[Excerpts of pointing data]

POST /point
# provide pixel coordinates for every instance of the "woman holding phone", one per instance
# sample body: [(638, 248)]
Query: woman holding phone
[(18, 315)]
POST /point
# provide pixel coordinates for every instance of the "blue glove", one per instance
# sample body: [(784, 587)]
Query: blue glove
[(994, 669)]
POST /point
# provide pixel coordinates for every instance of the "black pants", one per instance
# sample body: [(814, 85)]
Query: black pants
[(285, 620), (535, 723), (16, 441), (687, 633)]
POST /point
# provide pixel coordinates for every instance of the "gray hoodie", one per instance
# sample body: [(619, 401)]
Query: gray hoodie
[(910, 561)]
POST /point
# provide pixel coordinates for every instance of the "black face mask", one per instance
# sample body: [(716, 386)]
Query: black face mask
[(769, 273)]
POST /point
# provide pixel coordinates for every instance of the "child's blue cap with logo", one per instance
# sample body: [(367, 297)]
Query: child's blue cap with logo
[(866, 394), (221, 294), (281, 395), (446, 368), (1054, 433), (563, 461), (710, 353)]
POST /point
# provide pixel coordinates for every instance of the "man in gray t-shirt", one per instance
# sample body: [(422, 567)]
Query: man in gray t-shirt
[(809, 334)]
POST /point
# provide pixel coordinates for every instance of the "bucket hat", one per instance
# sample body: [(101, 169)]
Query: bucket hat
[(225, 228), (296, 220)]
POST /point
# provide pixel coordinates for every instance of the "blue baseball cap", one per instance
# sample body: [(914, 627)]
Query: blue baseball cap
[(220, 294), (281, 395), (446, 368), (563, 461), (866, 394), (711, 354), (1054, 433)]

Problem to solve — Copy the material word for word, starting at its first line and ending with the line that contains "[(285, 620), (535, 723), (16, 441), (687, 633)]", including that line.

Expected output —
POST /point
# provide pixel coordinates for every instance of the "woman holding phone", one per instance
# sample body: [(638, 248)]
Query: woman holding phone
[(18, 315)]
POST /point
# provide pixel coordinates for every instance of the "blue glove", one per instance
# sample body: [(784, 587)]
Query: blue glove
[(994, 669)]
POST /point
# provide pixel coordinates for every instance of the "black pants", one per instance
# sample body: [(814, 85)]
Query: black pants
[(285, 620), (535, 723), (16, 441), (687, 633)]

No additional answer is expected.